Image point annotation entries -
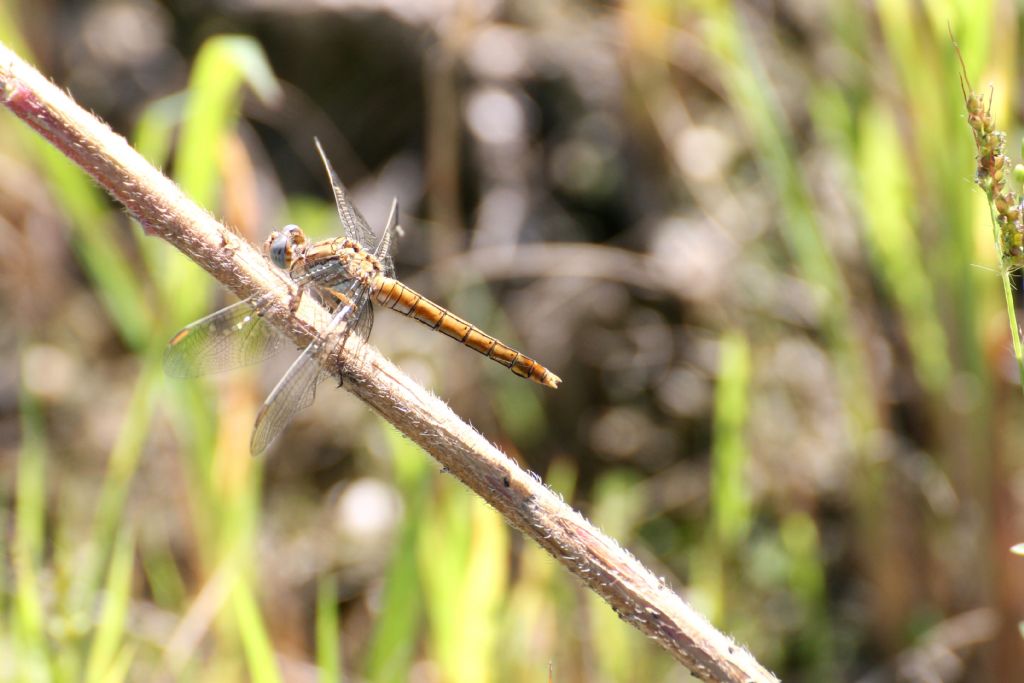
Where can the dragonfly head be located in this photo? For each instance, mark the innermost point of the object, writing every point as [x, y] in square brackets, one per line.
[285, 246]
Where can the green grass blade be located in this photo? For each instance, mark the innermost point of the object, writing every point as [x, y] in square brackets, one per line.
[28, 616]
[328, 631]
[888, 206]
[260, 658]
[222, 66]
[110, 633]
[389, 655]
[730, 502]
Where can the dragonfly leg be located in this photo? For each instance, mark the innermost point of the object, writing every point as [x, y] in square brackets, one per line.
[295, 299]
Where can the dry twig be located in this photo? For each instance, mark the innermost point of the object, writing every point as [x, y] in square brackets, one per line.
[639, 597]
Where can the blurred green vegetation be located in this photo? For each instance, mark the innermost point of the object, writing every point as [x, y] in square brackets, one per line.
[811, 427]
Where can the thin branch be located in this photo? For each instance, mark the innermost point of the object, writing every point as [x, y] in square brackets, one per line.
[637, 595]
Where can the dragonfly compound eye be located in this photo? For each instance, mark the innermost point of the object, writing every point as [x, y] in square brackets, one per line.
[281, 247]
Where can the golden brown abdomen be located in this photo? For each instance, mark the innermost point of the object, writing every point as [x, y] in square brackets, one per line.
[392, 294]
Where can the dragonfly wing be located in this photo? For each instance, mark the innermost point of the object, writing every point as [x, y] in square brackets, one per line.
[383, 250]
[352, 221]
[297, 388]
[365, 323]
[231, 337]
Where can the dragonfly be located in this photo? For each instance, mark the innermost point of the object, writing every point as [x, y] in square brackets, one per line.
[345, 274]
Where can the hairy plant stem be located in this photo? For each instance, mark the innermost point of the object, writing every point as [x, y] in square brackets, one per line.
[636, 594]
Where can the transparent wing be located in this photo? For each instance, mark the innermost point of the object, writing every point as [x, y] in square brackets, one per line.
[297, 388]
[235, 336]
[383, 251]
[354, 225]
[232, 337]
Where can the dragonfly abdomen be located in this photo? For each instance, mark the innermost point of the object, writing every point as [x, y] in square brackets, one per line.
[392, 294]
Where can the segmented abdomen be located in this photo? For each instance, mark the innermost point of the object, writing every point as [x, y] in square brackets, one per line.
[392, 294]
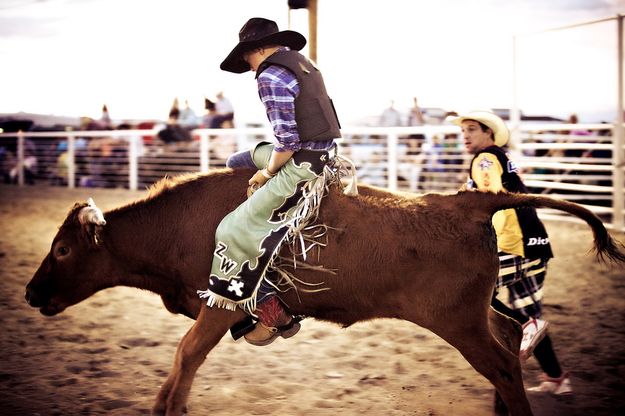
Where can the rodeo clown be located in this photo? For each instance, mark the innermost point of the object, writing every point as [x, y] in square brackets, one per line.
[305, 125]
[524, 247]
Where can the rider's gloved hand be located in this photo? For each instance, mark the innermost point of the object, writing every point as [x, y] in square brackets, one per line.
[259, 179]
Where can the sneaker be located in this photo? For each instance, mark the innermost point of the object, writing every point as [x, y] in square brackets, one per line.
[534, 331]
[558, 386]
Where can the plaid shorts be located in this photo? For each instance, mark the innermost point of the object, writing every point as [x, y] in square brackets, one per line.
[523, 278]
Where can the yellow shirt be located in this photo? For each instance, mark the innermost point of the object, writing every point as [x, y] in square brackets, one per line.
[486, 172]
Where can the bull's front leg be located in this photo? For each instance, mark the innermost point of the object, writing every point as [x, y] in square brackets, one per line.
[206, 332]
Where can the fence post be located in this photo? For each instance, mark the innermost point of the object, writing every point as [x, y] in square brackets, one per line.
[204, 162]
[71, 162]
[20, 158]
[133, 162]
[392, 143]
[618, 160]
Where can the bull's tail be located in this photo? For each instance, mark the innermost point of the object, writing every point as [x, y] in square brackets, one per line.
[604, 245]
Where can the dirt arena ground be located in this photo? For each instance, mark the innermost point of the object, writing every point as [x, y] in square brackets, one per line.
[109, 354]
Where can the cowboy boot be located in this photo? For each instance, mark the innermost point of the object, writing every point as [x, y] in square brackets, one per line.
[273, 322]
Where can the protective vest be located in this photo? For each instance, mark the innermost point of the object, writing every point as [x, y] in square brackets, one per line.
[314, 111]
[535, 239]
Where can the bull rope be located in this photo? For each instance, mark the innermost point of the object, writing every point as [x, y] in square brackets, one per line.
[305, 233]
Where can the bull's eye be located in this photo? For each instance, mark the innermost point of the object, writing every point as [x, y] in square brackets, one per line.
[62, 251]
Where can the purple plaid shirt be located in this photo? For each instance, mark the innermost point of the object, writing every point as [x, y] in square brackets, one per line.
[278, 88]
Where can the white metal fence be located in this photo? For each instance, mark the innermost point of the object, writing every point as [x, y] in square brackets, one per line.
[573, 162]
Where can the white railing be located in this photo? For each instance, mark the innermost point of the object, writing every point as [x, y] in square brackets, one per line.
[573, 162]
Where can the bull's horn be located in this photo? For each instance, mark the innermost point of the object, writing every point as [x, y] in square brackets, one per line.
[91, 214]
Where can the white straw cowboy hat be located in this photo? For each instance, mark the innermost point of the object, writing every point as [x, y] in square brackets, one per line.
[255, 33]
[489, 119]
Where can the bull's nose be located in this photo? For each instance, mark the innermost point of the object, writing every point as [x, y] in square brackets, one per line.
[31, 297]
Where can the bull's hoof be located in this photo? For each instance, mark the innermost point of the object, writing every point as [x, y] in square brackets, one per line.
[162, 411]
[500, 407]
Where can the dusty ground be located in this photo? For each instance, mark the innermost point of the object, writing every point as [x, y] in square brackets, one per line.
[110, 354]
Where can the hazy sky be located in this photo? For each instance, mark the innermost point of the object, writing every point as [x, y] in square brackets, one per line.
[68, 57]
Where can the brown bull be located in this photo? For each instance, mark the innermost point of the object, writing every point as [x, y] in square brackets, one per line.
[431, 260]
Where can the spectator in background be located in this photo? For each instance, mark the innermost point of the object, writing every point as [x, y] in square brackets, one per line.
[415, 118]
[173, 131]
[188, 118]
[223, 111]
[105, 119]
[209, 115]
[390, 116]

Work to do - Copy out every line of the listing word for word, omitting the pictures.

Written answer -
Where can the dragonfly head be located in this photo? For each instance, mark the innermost point of the object, writing every point as [x, y] in square brackets, one per line.
[285, 246]
Where can the green grass blade be located in this photo? For each instance, mark the innermost point of the object, writing every point as [x, y] in square brackets, one per line.
[28, 616]
[328, 631]
[888, 206]
[260, 658]
[222, 66]
[110, 633]
[389, 655]
[730, 502]
Where can the dragonfly leg be located in this photo? For each instance, mark the innermost point of the object, writing every point as [x, y] in square brackets, one per line.
[295, 299]
Where can the dry twig be located in this photo? For each instance, mark the innermost point of the object, writing every point as [x, y] in square brackets, one per line.
[639, 597]
Where can the blurred green vegetation be located in this photo? For each instance, mark the innermost point of the object, writing every point as [x, y] in square brackets, one per line.
[811, 427]
Where can the thin branch be located in this photo? For each instance, mark the innermost point of the object, writing every point as [x, y] in square brackets, one per line.
[637, 595]
Where can the dragonfly compound eye be located in this photo? For each instance, mark the innermost point of the object, writing every point as [x, y] in square brackets, one per line.
[281, 247]
Where can the golden brown abdomen be located in this photo? For each instance, mark the innermost point of the object, writing every point as [x, y] in square brackets, one per line.
[392, 294]
Where can the dragonfly wing be located in this photo? For each instance, mark the innermost point of the object, writing every point as [x, y] in square brackets, one per line.
[383, 250]
[352, 221]
[297, 388]
[365, 323]
[231, 337]
Where can the dragonfly be located in this photo? For each instance, mark the innermost point of the object, writing every point as [x, y] in square brackets, one per line.
[345, 274]
Where can the hairy plant stem be located in this photo? For each instance, mark the innermost point of the object, writing every point as [x, y] in square brackets, one per line.
[636, 594]
Where can the transparent wing be located in this photo? For each instance, mark the innermost point of the object, writing every point as [x, y] in square brackets, one per line.
[297, 388]
[235, 336]
[383, 251]
[354, 225]
[232, 337]
Where can the dragonfly abdomen be located in this photo? For each instance, mark the innermost point of the object, writing every point as [x, y] in square brackets, one per line.
[392, 294]
Where can the segmented abdomen be located in this photo? For each instance, mark the innermost point of the object, writing every point as [x, y] in square brackets, one per line.
[392, 294]
Where can the rodeo clown be located in this photo? For each instance, mark the innermost point of the object, writing every point as [x, y] in square brackets, one per line.
[305, 125]
[524, 247]
Where can the rider's gloved hand be located in this photo? For each instance, mark the innermost point of the object, writing every point as [x, y] in square brackets, one per line.
[259, 179]
Where can the sneaker be located in this photo? For each instance, mark the innermost point of the object, writing every point as [x, y] in square brackets, one per line.
[534, 331]
[558, 386]
Where can the plaid shorts be located in this photo? For each instance, mark the innermost point of the object, writing every point as [x, y] in square brackets, one per line.
[523, 278]
Where can the yellow shirt be located in this photo? For each instance, mark the innermost point of the object, writing every point as [x, y] in square brackets, one per line.
[486, 172]
Where can the bull's front leg be located in this photo? For each instance, mark the innermost point of the object, writing every point as [x, y] in square brackets, one per line.
[206, 332]
Where can the fence post be located in this photo? For each instance, mark the innermost point of the object, writing every point as [x, y] in square brackets, one per line.
[204, 162]
[71, 162]
[20, 158]
[133, 162]
[392, 143]
[618, 160]
Where can the bull's tail be located in this photo? For each instance, mark the innermost point of the object, writing every point as [x, y] in square brackets, one per line.
[604, 245]
Where can the dirt arena ground be located in this photo? For each instance, mark the innermost point of the object, writing every point as [x, y] in square brackets, one per line.
[109, 354]
Where can the cowboy boot be located in this photo? For each instance, mark the innermost point of the object, writing every point as [x, y] in square brackets, one per line.
[273, 322]
Where can the protective vest be located in this photo? For each instance, mark the innermost point of the object, writing every point as [x, y] in square brackets, one per line.
[314, 111]
[535, 239]
Where can the bull rope be located in this photo? For each instance, mark the innermost point of the object, writing every point as [x, y] in square brackets, one per line.
[305, 233]
Where can the bull's eye be located in this photo? For each instance, mark the innermost point of the object, writing every point as [x, y] in square brackets, one per line.
[62, 251]
Where can the purple plaid shirt be located in this photo? For each instance, mark the innermost point of the object, writing every point as [x, y] in square brackets, one per line.
[278, 88]
Where can the white metal fence be located in this photo? For each instance, mark the innermost point of the object, writing every point as [x, y] in square brackets, one per line.
[573, 162]
Where can the white railing be located in this photo? For each instance, mark the innermost point of the object, writing every point as [x, y] in square brackets, one per line.
[573, 162]
Where can the bull's horn be located in this photo? For each instance, mark the innermost point of the object, writing every point as [x, y] in square brackets, one per line.
[91, 214]
Where can the white straw cowboy hat be located in this photo? For each instance, mark the innermost point of the object, writing every point as [x, y] in square brackets, one per line.
[255, 33]
[489, 119]
Where can the bull's nose be located in this photo? For each instance, mark the innermost point of the object, writing every point as [x, y] in square brackets, one per line.
[31, 297]
Where can the bull's hoof be located in this photo? For each instance, mark the innermost point of the object, writing every point as [x, y] in square brackets, one per line.
[162, 411]
[500, 407]
Where can the dusty ground be located in this photo? For each instance, mark the innermost point of the object, writing every point as [x, y] in square brackets, one per line.
[110, 354]
Where can the hazy sky be located in this photo? For each instance, mark the innermost point of the object, writing every point as [x, y] in square brackets, one per line.
[68, 57]
Where can the brown bull be located in this photo? For each instance, mark the innermost point of the object, writing every point as [x, y] in square brackets, one per line.
[431, 260]
Where can the spectator in background be located in this photo? For each instance, mark the innermost point of the object, writing every point as [x, y] in square brackets, one per line.
[415, 118]
[173, 131]
[188, 118]
[223, 111]
[105, 119]
[209, 115]
[390, 116]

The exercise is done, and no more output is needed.